ABOUT THIS EXERCISE:
Each line in the records below that has the word "task" should be copied.

::: AVAILABLE RECORDS :::

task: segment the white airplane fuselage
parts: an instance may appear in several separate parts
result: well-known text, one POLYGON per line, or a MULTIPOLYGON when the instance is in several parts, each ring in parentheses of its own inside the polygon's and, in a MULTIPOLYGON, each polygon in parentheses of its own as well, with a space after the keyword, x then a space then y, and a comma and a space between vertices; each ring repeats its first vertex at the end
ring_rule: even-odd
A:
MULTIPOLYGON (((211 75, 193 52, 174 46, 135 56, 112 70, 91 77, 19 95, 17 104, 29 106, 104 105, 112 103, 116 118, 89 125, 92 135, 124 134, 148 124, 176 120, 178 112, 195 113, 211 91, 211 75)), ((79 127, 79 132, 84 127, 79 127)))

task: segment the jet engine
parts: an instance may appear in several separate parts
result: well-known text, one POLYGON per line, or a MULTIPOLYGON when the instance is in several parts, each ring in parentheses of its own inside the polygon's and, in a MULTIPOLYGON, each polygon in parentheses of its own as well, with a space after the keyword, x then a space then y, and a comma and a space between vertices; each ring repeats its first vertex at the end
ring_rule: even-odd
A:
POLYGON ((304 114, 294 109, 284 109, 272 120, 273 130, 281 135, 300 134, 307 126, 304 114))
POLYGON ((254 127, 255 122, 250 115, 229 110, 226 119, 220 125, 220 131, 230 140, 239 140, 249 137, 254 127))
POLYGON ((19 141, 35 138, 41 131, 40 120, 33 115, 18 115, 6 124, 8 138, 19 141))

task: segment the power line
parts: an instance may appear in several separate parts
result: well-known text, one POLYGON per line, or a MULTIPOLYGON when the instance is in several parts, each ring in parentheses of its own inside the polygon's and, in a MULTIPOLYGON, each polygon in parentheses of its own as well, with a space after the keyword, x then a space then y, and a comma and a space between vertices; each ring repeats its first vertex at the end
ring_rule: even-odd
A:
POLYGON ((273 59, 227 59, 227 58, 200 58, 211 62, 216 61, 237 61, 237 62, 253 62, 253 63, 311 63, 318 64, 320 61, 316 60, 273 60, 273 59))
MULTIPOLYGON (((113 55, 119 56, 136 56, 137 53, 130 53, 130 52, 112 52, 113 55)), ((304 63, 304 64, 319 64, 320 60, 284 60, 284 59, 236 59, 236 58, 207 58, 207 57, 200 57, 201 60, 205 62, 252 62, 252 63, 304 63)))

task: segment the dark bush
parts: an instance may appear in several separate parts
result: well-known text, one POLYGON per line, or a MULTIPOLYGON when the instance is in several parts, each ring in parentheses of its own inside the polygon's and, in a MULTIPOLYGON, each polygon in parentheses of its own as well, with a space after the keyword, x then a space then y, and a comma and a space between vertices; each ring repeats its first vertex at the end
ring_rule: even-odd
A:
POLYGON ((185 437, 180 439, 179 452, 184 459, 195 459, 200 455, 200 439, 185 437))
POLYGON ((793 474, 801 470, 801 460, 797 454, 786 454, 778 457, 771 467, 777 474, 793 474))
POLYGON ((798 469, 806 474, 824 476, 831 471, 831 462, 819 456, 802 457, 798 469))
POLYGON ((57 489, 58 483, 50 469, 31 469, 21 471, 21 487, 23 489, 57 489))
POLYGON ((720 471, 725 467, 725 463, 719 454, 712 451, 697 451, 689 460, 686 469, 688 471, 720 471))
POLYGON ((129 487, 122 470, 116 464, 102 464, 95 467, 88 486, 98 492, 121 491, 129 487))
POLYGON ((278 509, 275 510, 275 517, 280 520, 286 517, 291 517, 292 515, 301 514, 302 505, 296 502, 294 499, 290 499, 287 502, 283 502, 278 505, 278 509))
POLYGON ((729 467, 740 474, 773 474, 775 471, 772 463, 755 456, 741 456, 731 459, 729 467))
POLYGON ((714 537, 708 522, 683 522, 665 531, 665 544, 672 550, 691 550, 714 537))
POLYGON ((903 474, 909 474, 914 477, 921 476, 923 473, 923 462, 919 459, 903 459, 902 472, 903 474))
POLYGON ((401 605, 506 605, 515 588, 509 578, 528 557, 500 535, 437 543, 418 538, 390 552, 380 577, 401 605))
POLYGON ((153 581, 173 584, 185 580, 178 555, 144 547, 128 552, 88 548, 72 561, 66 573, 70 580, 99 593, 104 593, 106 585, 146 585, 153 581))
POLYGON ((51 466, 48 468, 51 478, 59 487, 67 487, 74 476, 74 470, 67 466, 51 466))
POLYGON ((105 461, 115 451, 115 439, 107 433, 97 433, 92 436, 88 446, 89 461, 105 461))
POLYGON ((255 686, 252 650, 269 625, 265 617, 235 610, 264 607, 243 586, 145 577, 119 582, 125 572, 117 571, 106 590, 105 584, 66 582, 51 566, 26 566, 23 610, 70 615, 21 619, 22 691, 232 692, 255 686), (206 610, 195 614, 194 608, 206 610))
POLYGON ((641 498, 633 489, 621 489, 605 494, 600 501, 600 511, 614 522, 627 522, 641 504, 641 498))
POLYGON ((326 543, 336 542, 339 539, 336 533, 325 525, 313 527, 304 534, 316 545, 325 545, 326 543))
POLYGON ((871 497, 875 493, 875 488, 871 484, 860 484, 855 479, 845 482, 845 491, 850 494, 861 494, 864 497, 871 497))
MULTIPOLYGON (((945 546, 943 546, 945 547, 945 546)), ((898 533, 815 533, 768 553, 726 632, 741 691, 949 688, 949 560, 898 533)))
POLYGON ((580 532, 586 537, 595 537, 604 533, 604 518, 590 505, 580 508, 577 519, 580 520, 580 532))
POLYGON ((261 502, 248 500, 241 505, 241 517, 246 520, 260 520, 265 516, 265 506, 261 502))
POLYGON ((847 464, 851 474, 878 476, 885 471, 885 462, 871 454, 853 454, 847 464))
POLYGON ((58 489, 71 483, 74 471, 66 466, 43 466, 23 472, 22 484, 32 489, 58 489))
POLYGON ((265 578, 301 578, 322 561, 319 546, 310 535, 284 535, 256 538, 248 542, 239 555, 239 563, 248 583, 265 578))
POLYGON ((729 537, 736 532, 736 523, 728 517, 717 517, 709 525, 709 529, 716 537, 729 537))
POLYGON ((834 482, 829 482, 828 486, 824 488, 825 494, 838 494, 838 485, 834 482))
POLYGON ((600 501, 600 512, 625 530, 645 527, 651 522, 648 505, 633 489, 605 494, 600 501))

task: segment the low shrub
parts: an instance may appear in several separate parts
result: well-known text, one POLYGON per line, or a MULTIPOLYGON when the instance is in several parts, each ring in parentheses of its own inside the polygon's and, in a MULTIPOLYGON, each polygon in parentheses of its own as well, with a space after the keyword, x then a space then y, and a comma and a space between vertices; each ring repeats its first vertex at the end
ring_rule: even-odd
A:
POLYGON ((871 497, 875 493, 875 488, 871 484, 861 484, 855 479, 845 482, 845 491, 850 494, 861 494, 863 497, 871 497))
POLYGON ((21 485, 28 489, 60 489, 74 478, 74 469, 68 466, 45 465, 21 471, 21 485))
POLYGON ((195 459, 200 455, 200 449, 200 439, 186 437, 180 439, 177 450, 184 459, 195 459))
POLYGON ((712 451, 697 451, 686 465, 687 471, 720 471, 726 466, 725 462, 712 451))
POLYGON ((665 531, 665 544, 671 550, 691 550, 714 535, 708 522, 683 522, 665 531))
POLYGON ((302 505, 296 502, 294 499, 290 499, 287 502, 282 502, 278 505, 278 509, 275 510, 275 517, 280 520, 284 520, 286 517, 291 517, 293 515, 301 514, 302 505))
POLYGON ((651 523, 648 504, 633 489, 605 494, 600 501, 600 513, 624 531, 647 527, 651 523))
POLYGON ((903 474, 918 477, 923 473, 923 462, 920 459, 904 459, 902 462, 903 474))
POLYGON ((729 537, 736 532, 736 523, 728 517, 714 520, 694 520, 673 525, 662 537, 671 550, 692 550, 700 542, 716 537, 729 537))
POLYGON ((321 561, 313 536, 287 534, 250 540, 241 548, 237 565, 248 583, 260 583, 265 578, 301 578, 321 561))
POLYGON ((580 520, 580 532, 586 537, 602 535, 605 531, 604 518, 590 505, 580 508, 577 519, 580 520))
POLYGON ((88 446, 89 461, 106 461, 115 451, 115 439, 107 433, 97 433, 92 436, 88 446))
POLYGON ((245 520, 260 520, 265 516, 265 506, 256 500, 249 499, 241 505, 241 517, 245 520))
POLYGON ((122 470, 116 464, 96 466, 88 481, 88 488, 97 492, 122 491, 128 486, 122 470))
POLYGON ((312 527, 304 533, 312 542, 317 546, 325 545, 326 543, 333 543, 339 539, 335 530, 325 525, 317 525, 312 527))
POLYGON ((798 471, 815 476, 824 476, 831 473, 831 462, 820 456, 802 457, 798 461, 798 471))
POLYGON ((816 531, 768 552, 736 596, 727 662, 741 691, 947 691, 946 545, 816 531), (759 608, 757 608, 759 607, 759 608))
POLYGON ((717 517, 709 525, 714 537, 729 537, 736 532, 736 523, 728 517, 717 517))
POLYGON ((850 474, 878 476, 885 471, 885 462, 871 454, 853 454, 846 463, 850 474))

:::

THE ANSWER:
task: segment the white airplane fuselage
task: segment the jet engine
task: segment the power line
task: segment the dark bush
task: segment the low shrub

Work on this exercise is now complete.